◆ **To-do list**
**1)** Set down, word for word, the passage of the commentary on oil that opens with the words containing "While capital crowds" and closes with "coming energy rotation.".
**2)** Summarize the commentary on oil in two sentences.

◆ **Source document**

Oil today looks exactly like Gold before its historic breakout [Video]
|Markets rarely broadcast their most profitable opportunities. They form quietly – dismissed by consensus, under-owned by institutions and overshadowed by louder narratives – before repricing with startling speed.
Oil today bears striking resemblance to Gold eighteen months ago.
Then, precious metals were ignored, side-lined in favour of artificial intelligence and high-growth equities. Positioning was light. Capital allocation was minimal. Yet the structural case was strengthening beneath the surface. When the rotation came, it was decisive.
The global energy complex now sits at a similar inflection point.
While capital crowds into mega-cap technology and overstretched equity indices, Crude markets are tightening in plain sight. Positioning remains historically light. Upstream investment is still well below the levels required to materially expand global supply.
And yet structural demand continues to grind higher.
This is the anatomy of a coming energy rotation.
Over the past ten years, the Oil industry has been systematically deprived of capital.
ESG orthodoxy, subsidy-driven renewable expansion and peak-demand narratives have shaped institutional flows. Banks have restricted financing. Policymakers have signalled managed decline rather than expansion.
The data is unambiguous: global upstream investment has not returned to pre-2014 levels. Spare capacity outside OPEC remains thin. U.S shale growth – once the world’s swing supplier – is moderating as capital discipline replaces expansion-at-any-cost.
Demand, however, has not collapsed.
According to Lars Hansen, Head of Research at The Gold & Silver Club, the imbalance is structural rather than cyclical.
“We are witnessing a market priced for abundance when the data increasingly points to constraint. Investment has lagged for nearly a decade. Supply growth cannot simply be willed into existence once capital has been withheld.”

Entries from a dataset
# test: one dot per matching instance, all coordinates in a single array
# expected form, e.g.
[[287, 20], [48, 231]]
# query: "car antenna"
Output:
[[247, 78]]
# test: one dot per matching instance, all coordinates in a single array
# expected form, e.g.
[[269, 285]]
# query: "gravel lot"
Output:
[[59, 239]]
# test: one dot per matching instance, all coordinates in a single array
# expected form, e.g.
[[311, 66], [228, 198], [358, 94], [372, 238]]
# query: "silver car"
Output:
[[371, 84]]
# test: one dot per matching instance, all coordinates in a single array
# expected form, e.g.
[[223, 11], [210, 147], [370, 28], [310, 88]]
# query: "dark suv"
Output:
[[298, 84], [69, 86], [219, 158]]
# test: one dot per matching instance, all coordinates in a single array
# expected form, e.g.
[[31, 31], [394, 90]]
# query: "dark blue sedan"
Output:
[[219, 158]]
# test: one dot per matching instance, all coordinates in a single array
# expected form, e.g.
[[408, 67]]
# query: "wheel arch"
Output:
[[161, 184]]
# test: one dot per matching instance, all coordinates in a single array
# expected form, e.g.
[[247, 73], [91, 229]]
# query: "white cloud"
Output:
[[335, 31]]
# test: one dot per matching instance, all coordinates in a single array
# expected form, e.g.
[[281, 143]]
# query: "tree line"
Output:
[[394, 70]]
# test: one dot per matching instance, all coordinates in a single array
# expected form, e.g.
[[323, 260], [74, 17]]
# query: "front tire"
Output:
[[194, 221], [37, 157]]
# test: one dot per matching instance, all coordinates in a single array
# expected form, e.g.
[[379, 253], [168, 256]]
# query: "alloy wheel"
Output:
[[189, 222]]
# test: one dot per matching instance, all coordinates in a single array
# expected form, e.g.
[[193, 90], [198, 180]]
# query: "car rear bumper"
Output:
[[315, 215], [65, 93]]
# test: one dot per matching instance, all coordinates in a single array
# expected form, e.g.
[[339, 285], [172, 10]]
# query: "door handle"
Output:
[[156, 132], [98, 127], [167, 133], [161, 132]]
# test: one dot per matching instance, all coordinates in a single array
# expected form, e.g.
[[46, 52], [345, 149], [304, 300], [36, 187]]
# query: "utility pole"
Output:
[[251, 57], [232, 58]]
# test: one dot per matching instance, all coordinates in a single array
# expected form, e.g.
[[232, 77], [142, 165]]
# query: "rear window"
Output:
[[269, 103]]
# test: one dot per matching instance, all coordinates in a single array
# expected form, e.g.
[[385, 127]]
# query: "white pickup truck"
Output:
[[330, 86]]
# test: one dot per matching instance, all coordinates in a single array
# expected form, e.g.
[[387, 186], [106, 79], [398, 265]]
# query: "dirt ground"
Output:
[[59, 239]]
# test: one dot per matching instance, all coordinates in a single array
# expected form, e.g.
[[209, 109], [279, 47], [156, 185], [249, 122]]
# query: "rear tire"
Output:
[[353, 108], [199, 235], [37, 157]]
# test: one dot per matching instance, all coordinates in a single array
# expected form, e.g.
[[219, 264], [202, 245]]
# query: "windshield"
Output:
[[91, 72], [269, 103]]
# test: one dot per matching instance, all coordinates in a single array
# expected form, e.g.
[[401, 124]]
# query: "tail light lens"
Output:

◆ **Answer list**
**1)**
While capital crowds into mega-cap technology and overstretched equity indices, Crude markets are tightening in plain sight. Positioning remains historically light. Upstream investment is still well below the levels required to materially expand global supply.
And yet structural demand continues to grind higher.
This is the anatomy of a coming energy rotation.

**2)** Oil today resembles gold eighteen months ago, when precious metals were ignored and lightly positioned despite a strengthening structural case, and crude markets are now tightening while capital crowds into technology and equities. After ten years in which the oil industry has been deprived of capital, upstream investment has not returned to pre-2014 levels and demand has not collapsed, an imbalance that Lars Hansen of The Gold & Silver Club calls structural rather than cyclical.